Os Países Baixos são um país pequeno, mas os seus pontos fortes são conhecidos por todos: as bicicletas, o queijo, os “coffee shops”, os moinhos de vento e pela população mais alta do mundo.

Mas há um detalhe curioso sobre os neerlandeses e que tem que ver com o hábito que estes não costumam praticar: pedir desculpas.

Saaskia Maarse, especialista de cultura holandesa, explica que há um motivo cultural por trás disso. “Os neerlandeses são conhecidos por serem diretos, o que quer dizer que suas mensagens são claras e precisas”, disse à BBC.

“Mas na maioria dos demais países o estilo de comunicação é indireto, o que significa que, para entender as pessoas, é preciso considerar seus valores subjacentes”, explica.

“O estilo dos britânicos, por exemplo, tem muita cortesia, diplomacia e tato. Já nos Países Baixos os valores subjacentes são a transparência, a honestidade e a franqueza”, Maarse acrescenta.

Os holandeses pedem desculpas apenas quando, de facto, se arrependem, diz Maarse, mas não como um recurso polido de conversa como ocorre em tantos países.

“No estilo de comunicação britânico, ‘desculpe’ é uma boa palavra a se usar para ser mais diplomático ou educado. Já nos Países Baixos só se deve pedir desculpas se realmente sentir arrependimento.”

Choque cultural

Para pessoas de outros países que se mudam aos Países Baixos, é necessário um pouco de esforço para compreender o estilo holandês. É o caso de Verena, oriunda da Indonésia. Ela diz que no seu país natal predomina um estilo bastante diferente.

Requisito 1: Reescreva o trecho sobre os neerlandeses e as desculpas desde "Os holandeses pedem" até "em tantos países.", inclusive, substituindo "recurso polido" por "gesto educado".
Requisito 2: Retome o trecho sobre o hábito neerlandês de pedir desculpas e continue-o a partir da última frase apresentada.

Dados fornecidos:
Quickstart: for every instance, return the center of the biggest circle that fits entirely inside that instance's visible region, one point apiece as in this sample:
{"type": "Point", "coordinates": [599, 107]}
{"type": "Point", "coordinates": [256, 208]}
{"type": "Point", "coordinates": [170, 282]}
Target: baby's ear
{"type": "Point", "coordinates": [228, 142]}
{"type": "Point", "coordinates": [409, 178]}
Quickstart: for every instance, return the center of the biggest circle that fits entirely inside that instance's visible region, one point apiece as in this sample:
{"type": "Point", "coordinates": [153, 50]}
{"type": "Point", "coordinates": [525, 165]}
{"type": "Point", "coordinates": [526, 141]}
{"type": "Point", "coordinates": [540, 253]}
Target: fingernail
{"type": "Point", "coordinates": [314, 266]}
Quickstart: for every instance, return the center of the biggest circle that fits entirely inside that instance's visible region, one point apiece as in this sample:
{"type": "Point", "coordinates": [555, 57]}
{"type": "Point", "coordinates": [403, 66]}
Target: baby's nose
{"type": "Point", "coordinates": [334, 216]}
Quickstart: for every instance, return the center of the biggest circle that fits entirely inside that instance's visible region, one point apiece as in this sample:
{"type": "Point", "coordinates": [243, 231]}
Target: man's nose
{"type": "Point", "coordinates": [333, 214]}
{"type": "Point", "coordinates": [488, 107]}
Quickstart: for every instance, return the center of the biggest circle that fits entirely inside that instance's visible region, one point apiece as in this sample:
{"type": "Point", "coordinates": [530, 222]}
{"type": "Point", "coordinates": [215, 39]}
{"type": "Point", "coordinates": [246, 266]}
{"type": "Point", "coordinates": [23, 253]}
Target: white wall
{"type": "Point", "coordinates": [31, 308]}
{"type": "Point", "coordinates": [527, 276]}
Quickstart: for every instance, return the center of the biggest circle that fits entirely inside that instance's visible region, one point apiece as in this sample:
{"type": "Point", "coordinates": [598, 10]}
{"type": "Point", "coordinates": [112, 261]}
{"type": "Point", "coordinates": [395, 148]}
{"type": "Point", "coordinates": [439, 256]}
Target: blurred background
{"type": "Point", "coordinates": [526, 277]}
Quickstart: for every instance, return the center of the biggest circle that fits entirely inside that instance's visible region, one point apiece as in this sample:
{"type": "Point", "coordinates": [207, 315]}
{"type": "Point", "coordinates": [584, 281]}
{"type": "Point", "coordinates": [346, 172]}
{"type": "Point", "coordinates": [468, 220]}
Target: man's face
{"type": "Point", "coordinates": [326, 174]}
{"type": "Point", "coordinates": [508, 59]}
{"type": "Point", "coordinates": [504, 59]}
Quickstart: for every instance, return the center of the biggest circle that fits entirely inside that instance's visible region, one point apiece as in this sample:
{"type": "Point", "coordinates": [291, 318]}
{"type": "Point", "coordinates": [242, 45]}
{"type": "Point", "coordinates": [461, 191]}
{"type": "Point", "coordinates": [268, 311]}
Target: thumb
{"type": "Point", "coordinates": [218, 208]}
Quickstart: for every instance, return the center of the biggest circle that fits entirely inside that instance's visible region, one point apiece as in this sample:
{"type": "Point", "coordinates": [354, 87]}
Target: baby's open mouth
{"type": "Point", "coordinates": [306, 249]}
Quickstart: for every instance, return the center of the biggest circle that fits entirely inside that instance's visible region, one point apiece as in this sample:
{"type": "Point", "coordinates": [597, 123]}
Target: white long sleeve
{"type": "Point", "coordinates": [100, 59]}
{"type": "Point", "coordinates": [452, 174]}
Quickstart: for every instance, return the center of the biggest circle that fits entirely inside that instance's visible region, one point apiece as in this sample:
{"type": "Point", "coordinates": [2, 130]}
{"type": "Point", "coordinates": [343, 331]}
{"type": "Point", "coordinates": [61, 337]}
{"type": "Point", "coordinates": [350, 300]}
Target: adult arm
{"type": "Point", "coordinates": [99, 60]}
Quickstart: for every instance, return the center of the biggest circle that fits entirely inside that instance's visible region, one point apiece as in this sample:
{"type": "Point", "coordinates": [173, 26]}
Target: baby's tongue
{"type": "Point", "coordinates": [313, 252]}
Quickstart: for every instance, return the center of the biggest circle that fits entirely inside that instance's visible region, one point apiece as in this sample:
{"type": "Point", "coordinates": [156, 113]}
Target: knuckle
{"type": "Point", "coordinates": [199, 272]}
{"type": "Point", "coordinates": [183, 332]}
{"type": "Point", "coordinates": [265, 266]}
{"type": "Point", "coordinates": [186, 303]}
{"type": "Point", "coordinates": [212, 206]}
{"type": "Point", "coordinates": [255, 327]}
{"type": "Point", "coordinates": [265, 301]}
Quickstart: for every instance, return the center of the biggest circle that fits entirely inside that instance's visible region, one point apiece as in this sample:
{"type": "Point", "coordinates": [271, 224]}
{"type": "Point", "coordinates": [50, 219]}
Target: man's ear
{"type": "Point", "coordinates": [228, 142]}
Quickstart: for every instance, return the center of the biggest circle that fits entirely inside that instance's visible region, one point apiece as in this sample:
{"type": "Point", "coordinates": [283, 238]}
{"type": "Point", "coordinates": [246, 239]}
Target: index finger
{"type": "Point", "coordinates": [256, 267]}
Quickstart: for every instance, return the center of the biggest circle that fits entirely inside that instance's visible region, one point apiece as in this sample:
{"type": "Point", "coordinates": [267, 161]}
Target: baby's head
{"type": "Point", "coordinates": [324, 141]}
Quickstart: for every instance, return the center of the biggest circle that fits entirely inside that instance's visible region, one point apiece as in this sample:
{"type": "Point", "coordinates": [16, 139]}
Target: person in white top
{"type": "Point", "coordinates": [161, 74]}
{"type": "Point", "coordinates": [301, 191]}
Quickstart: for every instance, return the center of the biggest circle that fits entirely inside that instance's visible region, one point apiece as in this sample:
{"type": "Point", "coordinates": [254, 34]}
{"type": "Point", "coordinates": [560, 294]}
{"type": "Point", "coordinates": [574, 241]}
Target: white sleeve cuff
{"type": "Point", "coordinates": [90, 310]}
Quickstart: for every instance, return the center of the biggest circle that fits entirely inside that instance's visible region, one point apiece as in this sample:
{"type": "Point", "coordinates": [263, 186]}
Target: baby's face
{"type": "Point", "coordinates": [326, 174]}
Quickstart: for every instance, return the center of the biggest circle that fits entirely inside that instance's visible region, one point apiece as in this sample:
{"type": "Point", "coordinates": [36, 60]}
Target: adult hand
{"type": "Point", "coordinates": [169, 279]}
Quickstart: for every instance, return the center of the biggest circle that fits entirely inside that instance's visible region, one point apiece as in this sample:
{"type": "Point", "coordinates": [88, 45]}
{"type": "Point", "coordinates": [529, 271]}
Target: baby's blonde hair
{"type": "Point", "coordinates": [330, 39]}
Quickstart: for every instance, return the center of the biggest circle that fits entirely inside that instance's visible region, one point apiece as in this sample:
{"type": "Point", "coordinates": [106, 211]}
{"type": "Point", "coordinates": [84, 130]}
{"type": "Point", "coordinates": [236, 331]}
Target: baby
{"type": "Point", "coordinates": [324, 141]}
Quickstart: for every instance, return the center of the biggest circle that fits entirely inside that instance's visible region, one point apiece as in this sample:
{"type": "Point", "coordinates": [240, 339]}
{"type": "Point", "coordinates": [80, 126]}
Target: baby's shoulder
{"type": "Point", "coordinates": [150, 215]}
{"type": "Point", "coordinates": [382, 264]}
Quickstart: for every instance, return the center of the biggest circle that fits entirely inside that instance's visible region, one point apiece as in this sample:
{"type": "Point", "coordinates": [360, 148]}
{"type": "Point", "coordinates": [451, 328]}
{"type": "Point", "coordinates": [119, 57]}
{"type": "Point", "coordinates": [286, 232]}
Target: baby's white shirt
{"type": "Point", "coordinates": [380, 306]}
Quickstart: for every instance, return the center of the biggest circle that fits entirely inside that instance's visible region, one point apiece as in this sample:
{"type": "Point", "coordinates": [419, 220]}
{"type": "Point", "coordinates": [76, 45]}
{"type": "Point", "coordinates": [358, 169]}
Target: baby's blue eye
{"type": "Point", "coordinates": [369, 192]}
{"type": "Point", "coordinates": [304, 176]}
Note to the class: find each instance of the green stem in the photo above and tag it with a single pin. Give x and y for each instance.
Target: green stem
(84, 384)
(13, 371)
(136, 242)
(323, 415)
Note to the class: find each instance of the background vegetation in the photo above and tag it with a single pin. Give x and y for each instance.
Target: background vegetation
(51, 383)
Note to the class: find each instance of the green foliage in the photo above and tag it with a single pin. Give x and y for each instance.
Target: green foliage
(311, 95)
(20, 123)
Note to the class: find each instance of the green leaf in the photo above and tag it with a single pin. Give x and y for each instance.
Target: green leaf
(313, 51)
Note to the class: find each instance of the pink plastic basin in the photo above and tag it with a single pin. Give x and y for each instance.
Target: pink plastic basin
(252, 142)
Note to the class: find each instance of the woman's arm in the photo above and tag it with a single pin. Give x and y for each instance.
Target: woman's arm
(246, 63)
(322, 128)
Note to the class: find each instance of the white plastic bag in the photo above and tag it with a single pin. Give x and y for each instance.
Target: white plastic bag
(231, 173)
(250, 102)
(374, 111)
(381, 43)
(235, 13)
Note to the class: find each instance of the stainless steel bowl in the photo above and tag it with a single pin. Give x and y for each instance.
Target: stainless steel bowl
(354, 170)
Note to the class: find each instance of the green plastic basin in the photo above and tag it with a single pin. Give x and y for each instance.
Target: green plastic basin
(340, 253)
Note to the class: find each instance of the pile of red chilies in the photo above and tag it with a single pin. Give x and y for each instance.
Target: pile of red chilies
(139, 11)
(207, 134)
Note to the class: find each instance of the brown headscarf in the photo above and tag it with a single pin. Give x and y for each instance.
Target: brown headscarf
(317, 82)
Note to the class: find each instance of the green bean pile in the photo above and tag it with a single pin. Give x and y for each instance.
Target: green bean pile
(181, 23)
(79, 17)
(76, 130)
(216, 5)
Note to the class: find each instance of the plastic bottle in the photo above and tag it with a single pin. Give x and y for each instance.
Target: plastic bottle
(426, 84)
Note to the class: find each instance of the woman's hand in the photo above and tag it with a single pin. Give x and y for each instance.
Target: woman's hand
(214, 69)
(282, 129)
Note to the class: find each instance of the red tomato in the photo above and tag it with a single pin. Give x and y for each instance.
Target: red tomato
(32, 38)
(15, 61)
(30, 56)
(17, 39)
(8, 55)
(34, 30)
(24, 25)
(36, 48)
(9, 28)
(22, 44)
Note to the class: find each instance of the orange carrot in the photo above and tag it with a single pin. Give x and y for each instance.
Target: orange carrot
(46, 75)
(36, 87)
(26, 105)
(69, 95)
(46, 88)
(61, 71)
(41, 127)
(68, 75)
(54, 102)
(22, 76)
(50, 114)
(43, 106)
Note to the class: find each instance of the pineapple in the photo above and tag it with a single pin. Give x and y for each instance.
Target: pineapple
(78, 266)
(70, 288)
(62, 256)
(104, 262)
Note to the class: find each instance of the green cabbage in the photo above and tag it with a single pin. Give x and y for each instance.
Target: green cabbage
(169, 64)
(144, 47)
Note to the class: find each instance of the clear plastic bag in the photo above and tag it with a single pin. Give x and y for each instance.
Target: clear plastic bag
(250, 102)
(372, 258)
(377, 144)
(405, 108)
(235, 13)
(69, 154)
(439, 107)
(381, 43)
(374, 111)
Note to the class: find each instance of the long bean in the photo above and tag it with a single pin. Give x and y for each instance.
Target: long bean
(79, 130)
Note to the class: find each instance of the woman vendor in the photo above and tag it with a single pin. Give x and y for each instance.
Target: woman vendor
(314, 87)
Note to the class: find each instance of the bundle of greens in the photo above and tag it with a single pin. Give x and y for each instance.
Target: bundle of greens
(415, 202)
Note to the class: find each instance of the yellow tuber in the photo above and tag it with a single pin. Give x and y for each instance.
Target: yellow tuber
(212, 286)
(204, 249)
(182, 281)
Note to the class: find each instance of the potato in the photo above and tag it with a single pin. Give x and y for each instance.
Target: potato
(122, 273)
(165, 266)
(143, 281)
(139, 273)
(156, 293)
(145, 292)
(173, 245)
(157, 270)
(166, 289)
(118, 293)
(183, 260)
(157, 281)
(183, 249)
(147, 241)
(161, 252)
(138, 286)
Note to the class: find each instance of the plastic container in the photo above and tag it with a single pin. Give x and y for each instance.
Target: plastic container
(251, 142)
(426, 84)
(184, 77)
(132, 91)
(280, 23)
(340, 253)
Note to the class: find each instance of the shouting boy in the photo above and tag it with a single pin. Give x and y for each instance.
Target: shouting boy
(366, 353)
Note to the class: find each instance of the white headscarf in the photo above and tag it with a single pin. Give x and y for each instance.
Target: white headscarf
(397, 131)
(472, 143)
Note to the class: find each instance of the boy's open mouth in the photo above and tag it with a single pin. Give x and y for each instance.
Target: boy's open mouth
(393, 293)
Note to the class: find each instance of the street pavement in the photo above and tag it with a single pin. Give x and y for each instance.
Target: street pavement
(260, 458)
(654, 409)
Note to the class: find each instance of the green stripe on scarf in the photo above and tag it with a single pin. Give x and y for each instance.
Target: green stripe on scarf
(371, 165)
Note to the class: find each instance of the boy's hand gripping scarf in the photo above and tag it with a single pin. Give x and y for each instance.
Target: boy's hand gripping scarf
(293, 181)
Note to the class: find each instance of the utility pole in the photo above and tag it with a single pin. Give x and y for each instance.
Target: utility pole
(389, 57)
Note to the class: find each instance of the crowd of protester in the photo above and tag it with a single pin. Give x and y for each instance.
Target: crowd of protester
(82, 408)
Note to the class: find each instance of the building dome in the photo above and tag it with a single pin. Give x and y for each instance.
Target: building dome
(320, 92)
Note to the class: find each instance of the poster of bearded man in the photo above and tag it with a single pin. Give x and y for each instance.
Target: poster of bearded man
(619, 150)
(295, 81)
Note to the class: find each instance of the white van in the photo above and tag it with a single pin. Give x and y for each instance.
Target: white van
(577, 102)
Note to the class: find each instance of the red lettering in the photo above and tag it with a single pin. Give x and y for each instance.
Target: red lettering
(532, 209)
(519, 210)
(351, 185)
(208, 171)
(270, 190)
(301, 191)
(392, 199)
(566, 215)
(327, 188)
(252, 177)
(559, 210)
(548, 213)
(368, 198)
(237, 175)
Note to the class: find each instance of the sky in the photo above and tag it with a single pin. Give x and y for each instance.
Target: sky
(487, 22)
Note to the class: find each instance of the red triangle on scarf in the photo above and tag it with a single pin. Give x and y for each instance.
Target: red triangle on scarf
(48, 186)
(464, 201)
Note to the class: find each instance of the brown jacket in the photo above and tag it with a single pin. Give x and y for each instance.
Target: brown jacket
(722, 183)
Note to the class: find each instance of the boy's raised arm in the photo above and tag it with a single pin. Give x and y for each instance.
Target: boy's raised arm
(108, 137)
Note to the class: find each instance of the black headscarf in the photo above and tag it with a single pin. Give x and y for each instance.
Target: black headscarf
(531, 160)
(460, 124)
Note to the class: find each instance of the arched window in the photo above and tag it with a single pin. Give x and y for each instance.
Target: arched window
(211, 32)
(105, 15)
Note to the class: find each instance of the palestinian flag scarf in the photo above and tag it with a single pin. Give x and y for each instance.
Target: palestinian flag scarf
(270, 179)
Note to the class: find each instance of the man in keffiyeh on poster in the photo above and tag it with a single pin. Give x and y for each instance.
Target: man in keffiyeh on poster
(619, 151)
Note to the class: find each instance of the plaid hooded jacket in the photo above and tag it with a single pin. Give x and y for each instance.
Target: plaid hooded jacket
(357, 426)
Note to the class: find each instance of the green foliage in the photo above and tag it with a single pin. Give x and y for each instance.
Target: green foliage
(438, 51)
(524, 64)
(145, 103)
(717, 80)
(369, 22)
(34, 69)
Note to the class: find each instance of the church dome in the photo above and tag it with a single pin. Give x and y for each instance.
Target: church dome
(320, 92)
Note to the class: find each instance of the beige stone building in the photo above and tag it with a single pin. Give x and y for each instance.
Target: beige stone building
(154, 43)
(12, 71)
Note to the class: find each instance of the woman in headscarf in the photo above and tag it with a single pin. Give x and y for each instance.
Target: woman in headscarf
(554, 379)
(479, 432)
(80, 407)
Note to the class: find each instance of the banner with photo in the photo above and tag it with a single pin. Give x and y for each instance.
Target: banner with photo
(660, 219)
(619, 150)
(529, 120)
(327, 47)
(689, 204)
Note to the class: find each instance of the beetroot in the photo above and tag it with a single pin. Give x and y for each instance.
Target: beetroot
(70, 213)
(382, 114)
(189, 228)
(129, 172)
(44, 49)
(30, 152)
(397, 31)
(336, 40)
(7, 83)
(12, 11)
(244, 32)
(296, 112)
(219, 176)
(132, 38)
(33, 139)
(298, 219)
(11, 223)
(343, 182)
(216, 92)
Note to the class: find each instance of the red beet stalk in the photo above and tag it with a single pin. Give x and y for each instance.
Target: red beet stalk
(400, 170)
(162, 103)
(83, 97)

Resultado do exercício 1:
Os holandeses pedem desculpas apenas quando, de facto, se arrependem, diz Maarse, mas não como um gesto educado de conversa como ocorre em tantos países.

Resultado do exercício 2:
“Nós, indonésios, não somos nada diretos. Tendemos a dar voltas ao falar, enquanto os holandeses são do tipo: ‘se você quer dizer algo, simplesmente diga. Vá logo ao ponto'”, conta. Como tal, alguns estrangeiros veem o estilo holandês como brusco, mas entendem que é acima de tudo um traço cultural.

“Os jovens nas bicicletas são muito bons, pedem sempre desculpa. Mas outras pessoas, as gerações mais velhas, não. Nunca pedem desculpas”, afirma um dos entrevistados. “Se eu sei que tenho culpa, peço desculpas. Não suporto a injustiça”, diz outro holandês.

Curiosamente, este traço cultural tem origens históricas e práticas, segundo Maarse: é parte de uma espécie de “cultura de consenso”.

“Se olharmos para a História, vemos que os holandeses têm um inimigo em comum: a água“, diz, em referência ao facto de, historicamente, o país sempre ter enfrentado inundações. E quase um quarto do seu território fica abaixo do nível do mar.

Por isso, ao longo de séculos, os neerlandeses viram-se obrigados a trabalhar em conjunto em busca de soluções para enfrentar inundações.

“Sentavam-se ao redor de mesas e mantinham longas discussões e deliberações. Era preciso ser honesto nas ideias, pensamentos e opiniões, para poder encontrar uma solução comum”, argumenta Maarse.

A especialista detalha que, neste contexto, as pessoas se viam em pé de igualdade — algo que também se enraizou no estilo de comunicação. A franqueza holandesa pode causar dissonância de comunicação em especial com o estilo dos britânicos.

“Se alguém faz uma oferta de negócios, os britânicos dizem ‘ah, isso parece interessante, vou analisar’, nós entendemos como ‘ah, ele realmente ficou interessado e vai analisar’. Mas (para não-neerlandeses) isso pode muito bem significar ‘não estou interessado porque é uma ideia má‘.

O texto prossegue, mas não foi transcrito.